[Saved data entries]
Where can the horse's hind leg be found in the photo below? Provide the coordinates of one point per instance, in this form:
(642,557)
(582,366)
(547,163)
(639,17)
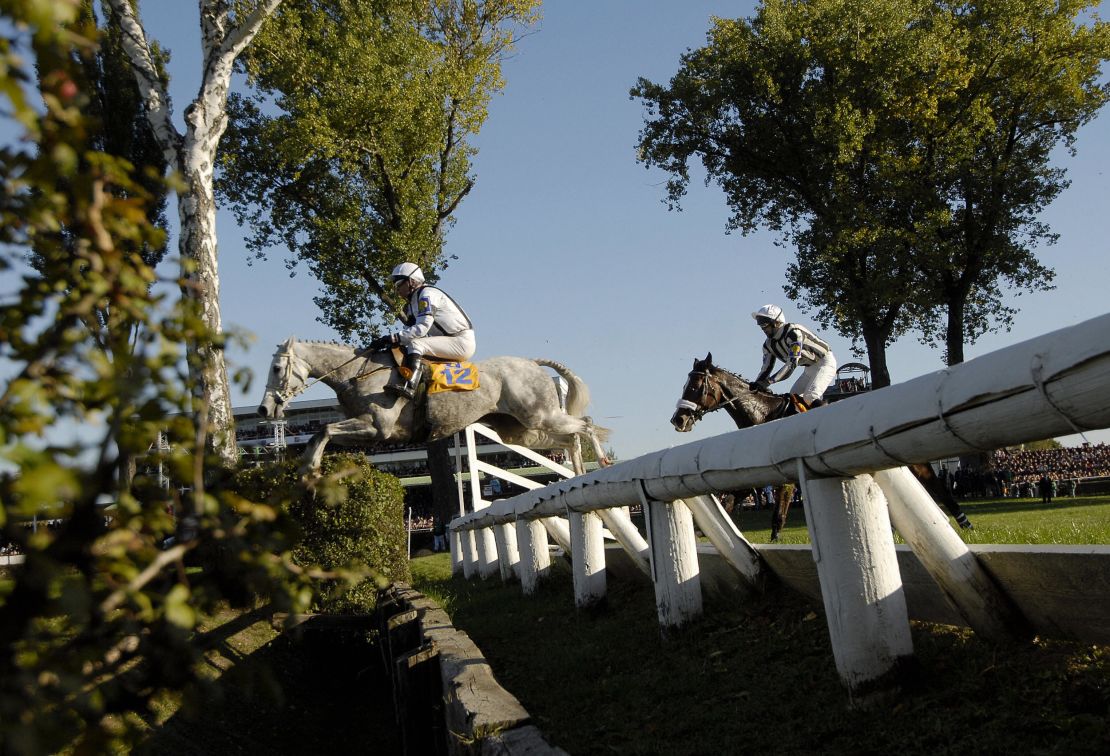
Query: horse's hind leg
(779,510)
(603,459)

### TASK DIRECTIONS
Your copy should match the records above exactly, except that it contains no pictures.

### EXERCISE ANSWER
Where can the horse's hind leg be found in the photo below? Provide the coordinates of one point per instance, in this form:
(642,557)
(582,366)
(547,163)
(639,17)
Query: horse's hind leg
(779,510)
(603,459)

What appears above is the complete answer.